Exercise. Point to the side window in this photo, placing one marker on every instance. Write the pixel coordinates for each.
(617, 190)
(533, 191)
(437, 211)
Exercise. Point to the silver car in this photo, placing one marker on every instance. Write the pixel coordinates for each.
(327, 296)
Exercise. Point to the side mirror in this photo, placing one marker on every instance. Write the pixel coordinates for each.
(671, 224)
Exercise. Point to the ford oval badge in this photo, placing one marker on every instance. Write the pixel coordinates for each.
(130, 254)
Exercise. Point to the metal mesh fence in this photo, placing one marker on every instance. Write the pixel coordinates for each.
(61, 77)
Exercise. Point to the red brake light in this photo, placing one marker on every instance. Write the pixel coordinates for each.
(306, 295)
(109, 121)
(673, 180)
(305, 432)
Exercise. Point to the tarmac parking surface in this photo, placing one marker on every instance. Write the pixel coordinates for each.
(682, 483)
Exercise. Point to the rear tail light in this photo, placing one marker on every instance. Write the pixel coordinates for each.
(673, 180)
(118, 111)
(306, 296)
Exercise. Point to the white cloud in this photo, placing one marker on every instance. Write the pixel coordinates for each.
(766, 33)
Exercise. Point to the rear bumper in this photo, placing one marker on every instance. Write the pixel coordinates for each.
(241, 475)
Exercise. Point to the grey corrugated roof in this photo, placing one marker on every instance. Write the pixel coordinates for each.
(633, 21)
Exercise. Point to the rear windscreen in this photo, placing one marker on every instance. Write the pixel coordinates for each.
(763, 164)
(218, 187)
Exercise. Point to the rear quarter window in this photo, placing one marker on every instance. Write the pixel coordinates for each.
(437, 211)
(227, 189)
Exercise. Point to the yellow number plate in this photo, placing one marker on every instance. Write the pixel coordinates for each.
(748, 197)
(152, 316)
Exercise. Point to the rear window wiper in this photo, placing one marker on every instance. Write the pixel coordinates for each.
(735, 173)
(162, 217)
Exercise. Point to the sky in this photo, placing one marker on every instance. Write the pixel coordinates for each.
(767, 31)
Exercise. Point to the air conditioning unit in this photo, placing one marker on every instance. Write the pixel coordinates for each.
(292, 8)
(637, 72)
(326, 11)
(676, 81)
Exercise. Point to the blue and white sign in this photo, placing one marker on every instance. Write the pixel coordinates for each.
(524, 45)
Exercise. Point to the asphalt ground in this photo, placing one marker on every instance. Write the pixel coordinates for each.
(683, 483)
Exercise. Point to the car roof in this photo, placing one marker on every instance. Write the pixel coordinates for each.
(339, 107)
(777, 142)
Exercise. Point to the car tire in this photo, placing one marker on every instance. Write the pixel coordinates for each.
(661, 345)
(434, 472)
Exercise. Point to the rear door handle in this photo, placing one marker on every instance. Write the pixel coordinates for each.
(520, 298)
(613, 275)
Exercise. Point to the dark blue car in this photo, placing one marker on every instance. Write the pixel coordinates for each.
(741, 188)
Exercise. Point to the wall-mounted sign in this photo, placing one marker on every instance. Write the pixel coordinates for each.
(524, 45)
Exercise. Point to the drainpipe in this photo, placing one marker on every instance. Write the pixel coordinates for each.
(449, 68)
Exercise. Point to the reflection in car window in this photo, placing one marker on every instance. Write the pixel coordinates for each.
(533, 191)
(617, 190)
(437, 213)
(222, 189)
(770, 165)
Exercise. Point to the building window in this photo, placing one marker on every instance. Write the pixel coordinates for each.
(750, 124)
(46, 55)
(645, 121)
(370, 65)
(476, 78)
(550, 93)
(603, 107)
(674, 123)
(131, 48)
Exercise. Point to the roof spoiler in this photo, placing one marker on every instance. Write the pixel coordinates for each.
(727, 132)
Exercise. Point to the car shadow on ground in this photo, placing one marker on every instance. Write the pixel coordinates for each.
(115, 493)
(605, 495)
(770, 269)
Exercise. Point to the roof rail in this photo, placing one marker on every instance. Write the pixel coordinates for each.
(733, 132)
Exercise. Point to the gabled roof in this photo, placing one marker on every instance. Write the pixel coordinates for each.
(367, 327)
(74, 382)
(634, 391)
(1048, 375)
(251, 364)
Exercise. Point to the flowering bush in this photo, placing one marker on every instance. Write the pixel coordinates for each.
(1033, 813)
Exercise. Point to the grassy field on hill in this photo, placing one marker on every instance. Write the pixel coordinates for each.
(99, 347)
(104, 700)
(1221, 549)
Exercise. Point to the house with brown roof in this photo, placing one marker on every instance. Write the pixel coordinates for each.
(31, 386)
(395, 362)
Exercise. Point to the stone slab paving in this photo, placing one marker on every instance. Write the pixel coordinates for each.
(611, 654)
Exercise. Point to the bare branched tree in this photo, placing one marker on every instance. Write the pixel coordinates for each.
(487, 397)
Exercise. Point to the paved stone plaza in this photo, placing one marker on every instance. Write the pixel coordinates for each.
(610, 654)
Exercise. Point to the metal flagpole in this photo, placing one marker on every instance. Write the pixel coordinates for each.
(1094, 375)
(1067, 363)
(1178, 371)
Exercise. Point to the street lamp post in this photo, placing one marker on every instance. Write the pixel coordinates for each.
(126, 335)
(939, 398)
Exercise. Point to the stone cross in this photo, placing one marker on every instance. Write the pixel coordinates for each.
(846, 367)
───
• AIM
Beginning at the line that holds "Exercise. Point to the car shadow", write out word for word each line through the end of the records.

• OUTPUT BELOW
Exercise. Point to the car shadow on ground in this photo, placing one marker on every instance. Write the pixel coordinates for each.
(115, 493)
(605, 495)
(770, 269)
Exercise. Point to the roof rail in this photo, placing one marker on every instance. Write the pixel coordinates for each.
(733, 132)
Exercise. Point to the gabled roof in this photo, placing one marker on every instance. Write the pixel coordinates for each.
(367, 327)
(74, 382)
(634, 391)
(1048, 375)
(251, 364)
Exercise. Point to the flowering bush in this photo, placing one marker on every instance. Write the pixel coordinates for each.
(1033, 813)
Exercise. Point to the grassy field on hill in this photo, placing one marker on every instance. Write the pixel coordinates for each.
(99, 347)
(104, 700)
(1221, 549)
Exercise. Point to the house with brown roof in this photo, placing one marker on every instance. Write the pixel coordinates for each.
(31, 386)
(395, 362)
Exercise. Point to the stone slab paving in this photo, placing one marker on every instance. Write the pixel coordinates for each.
(611, 654)
Exercise. Point to the bare branched tree in this photo, placing one marker on every instance. Write the pixel coordinates for each.
(487, 397)
Exercise. Point to the paved stone plaza in this photo, placing one marker on every instance. Write the pixel coordinates for each.
(610, 654)
Exercise. Point to the metal flagpole in this photo, placing one marker on every instance. Write the pixel coordinates for each.
(1094, 375)
(1067, 363)
(1178, 371)
Exercise. Point to the street lamp post in this photo, placing one marker on every instance. Write the pixel coordinates for each.
(126, 335)
(939, 398)
Exercise. Point to the stone cross in this photo, placing one marker on every instance. Write the pixel coordinates for each.
(846, 367)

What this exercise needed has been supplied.